(A block of data)
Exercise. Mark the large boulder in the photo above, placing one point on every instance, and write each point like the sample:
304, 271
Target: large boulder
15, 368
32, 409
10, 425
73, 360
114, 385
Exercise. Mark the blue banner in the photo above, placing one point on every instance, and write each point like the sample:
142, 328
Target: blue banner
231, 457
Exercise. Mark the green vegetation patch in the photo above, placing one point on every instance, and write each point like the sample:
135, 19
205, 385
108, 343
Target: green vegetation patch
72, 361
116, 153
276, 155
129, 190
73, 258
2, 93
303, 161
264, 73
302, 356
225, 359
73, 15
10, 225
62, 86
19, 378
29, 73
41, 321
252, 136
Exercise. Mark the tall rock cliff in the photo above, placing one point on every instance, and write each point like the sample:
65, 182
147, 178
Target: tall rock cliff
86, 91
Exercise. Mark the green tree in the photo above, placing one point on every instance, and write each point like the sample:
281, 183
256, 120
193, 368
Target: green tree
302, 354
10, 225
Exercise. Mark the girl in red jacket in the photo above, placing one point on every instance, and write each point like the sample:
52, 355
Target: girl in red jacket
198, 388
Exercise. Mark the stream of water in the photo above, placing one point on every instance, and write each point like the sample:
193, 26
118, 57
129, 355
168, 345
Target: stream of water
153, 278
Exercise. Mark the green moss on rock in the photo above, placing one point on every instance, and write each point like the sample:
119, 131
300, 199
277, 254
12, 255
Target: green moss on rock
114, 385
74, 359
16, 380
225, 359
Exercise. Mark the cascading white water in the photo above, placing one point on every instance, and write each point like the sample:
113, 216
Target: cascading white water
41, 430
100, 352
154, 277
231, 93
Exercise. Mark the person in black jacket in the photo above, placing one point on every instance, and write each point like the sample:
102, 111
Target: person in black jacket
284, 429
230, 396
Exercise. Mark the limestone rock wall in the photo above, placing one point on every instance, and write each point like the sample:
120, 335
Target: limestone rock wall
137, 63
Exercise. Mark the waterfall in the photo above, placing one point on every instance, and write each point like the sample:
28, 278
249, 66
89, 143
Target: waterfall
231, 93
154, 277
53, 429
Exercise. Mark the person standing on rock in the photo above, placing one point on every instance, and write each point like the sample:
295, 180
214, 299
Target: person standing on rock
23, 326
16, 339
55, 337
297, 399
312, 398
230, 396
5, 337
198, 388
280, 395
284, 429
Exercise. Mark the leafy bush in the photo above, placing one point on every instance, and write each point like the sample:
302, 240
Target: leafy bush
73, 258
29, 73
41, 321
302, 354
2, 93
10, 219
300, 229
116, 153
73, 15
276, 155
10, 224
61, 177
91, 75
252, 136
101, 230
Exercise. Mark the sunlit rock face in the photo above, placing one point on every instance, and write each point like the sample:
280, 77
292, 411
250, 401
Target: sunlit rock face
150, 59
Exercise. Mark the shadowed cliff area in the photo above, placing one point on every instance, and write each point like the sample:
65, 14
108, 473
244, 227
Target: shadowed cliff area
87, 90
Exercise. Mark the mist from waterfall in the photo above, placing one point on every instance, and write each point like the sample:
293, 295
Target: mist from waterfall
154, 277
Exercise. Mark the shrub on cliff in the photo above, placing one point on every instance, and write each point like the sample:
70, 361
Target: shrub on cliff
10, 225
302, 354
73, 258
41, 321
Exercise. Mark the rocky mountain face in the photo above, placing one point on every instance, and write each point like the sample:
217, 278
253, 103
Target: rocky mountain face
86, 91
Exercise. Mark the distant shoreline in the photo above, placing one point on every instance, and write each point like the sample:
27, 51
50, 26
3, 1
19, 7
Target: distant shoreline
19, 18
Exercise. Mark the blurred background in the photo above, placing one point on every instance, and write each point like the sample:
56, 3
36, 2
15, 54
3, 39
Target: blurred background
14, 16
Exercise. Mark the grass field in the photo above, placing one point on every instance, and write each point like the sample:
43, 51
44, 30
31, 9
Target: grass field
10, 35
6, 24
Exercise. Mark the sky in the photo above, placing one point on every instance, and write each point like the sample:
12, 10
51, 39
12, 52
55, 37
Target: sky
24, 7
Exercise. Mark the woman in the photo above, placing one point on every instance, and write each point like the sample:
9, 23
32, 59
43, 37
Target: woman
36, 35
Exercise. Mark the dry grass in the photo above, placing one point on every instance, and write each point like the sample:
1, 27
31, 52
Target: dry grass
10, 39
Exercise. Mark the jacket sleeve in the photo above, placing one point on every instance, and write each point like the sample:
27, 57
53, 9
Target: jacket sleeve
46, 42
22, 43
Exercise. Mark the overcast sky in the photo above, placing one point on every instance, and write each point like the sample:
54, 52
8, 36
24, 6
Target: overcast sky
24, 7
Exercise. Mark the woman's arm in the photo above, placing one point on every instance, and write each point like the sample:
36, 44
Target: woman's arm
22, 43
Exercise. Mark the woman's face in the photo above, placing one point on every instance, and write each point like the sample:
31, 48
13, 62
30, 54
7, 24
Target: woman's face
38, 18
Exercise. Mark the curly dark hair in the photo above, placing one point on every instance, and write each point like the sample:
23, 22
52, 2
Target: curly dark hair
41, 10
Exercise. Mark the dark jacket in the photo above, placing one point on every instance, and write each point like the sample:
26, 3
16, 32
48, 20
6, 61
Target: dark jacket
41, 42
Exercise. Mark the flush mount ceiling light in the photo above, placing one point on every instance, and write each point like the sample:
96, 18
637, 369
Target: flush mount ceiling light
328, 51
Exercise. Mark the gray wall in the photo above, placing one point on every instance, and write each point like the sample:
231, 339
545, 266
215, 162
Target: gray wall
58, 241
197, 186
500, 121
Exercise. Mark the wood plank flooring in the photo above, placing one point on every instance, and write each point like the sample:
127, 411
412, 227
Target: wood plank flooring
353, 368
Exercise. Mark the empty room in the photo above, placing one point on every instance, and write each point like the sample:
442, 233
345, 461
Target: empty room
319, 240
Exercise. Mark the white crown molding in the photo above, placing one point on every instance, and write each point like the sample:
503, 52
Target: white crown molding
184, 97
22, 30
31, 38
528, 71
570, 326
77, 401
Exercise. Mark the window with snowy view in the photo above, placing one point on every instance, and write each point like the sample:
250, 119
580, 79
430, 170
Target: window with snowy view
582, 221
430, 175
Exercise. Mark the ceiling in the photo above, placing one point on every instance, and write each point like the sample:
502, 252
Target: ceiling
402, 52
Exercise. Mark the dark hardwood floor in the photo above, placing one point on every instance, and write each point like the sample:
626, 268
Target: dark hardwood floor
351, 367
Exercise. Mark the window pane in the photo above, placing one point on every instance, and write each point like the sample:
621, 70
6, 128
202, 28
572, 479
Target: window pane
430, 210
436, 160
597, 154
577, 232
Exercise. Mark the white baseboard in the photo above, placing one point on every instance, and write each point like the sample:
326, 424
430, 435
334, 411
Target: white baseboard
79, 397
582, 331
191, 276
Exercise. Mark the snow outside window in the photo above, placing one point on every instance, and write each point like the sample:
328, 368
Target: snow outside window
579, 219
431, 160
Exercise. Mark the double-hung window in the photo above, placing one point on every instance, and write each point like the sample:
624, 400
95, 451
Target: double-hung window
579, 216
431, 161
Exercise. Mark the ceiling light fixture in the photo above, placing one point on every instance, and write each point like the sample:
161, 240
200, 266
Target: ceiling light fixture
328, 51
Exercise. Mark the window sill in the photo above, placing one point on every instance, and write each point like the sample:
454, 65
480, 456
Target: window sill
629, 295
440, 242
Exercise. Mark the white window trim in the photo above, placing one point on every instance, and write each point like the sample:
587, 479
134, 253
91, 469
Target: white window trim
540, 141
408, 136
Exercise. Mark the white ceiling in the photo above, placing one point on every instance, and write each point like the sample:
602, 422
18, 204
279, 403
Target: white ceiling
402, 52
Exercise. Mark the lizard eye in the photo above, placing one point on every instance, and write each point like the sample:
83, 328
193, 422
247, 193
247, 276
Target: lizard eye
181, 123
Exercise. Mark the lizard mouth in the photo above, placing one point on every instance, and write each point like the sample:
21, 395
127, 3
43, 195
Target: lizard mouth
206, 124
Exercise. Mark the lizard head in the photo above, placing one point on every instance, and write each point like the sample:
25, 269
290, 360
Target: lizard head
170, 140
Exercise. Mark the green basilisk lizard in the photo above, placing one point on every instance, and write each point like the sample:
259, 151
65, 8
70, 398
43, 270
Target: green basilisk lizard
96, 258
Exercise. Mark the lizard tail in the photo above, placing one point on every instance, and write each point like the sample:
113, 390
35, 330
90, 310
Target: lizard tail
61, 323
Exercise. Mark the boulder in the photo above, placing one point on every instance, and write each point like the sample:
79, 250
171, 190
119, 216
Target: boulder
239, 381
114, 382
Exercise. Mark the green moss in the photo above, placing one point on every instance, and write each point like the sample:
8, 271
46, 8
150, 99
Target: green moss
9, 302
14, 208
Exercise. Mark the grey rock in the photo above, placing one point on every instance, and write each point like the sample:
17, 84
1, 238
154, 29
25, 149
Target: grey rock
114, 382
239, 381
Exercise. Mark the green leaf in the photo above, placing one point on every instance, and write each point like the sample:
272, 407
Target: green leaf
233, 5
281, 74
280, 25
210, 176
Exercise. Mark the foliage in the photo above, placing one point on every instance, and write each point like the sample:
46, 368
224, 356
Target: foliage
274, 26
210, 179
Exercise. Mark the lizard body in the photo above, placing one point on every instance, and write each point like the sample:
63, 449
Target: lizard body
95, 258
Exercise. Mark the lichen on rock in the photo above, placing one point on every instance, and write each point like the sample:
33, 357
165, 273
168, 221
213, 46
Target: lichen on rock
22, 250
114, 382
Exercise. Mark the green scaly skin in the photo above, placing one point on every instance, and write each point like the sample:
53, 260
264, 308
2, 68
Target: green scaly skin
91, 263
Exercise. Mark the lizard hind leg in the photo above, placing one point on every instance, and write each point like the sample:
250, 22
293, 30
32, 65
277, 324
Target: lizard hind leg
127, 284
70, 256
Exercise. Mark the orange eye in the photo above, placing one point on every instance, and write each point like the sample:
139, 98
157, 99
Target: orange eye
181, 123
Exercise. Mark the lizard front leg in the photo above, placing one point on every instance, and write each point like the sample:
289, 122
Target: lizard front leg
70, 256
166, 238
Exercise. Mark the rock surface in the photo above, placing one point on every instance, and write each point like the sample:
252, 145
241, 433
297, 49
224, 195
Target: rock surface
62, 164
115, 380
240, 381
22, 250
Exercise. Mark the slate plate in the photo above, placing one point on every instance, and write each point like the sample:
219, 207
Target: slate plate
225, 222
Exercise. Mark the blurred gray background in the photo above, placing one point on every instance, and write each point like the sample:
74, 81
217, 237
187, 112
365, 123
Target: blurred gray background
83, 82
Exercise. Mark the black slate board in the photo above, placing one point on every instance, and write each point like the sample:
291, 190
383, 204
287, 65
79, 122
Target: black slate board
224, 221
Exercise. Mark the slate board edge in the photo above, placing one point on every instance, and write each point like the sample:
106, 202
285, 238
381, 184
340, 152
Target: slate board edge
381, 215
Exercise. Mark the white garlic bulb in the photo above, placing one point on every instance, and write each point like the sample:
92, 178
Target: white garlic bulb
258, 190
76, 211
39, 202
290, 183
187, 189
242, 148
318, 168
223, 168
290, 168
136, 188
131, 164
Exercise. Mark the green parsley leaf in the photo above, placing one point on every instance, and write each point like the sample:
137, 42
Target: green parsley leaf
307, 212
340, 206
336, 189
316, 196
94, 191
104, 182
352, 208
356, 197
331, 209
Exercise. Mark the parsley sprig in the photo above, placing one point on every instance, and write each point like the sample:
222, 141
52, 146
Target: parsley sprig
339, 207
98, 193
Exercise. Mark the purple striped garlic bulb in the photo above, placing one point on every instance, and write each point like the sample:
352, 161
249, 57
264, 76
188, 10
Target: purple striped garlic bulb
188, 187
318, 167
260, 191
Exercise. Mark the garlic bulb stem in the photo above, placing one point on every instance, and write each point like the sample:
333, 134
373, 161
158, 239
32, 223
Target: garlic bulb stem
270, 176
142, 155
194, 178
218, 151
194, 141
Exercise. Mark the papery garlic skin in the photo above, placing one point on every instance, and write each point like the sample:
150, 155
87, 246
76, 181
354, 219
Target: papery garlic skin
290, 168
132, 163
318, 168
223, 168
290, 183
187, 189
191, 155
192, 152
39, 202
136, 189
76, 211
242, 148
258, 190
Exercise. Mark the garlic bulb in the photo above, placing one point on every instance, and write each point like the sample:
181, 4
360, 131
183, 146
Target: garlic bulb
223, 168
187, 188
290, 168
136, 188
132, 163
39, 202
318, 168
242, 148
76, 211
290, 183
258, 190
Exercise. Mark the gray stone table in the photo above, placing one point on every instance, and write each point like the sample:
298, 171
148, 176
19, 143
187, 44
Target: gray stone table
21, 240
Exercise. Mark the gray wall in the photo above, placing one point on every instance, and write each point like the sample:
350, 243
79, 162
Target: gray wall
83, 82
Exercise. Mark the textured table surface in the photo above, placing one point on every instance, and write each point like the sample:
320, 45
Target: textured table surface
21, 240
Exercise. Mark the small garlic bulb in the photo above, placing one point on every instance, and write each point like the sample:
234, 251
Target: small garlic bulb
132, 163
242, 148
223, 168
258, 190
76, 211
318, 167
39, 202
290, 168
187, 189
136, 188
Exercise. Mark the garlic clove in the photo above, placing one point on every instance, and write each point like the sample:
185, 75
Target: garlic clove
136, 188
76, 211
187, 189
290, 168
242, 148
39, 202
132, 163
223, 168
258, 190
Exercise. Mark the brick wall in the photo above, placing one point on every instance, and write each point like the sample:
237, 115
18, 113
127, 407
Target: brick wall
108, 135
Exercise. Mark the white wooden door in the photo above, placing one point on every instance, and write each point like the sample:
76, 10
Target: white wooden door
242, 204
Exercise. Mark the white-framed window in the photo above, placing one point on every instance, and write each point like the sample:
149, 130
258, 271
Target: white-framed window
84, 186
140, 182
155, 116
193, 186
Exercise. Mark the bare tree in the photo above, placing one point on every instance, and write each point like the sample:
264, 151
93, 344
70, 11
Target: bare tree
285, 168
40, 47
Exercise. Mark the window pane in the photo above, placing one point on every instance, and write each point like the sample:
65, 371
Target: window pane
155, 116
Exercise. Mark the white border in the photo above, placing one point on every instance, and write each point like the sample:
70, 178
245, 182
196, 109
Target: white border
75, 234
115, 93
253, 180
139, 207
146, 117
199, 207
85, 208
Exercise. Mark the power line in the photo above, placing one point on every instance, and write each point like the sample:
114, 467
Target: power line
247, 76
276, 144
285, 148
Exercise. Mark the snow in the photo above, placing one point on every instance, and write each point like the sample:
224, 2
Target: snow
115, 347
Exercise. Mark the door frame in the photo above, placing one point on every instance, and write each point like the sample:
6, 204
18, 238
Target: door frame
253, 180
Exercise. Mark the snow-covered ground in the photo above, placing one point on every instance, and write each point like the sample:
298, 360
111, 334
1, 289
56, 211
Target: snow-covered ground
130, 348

■ Instructions for the task ■
Reproduce only the lines from the line containing "Exercise. Mark the white-framed" to the last line of the material above, both of those lines included.

■ Correct result ■
Exercise. Mark the white-framed window in the photo above, placing one point on every instance, and write each point like the sample:
149, 130
258, 271
Target: white-framed window
84, 186
140, 182
155, 116
193, 186
Exercise. Mark the bare tree in the photo above, placing one point on every instance, and write each point like the sample:
264, 151
93, 344
70, 11
Target: bare tree
285, 168
40, 47
Exercise. Mark the window pane in the photo above, placing one point on every instance, and write each point like the sample:
65, 371
Target: window pane
155, 116
Exercise. Mark the white border in the photo above, placing one point on every instance, and write each point like the sample:
70, 178
245, 182
196, 109
Target: white border
75, 234
115, 93
253, 180
139, 207
146, 117
199, 207
85, 208
Exercise. Mark the power line in the photo above, placing one point on every instance, and write each point like the sample:
114, 467
Target: power line
247, 76
276, 144
285, 148
Exercise. Mark the snow in the photo above, placing one point on every instance, and write each point like the sample:
224, 2
Target: snow
115, 347
Exercise. Mark the door frame in the photo above, placing one point on every instance, and write each point like the sample:
6, 204
18, 238
Target: door frame
253, 180
Exercise. Mark the snow-covered ground in the photo above, placing one point on every instance, and write each point like the sample:
298, 360
111, 334
1, 289
56, 211
Target: snow-covered ground
130, 348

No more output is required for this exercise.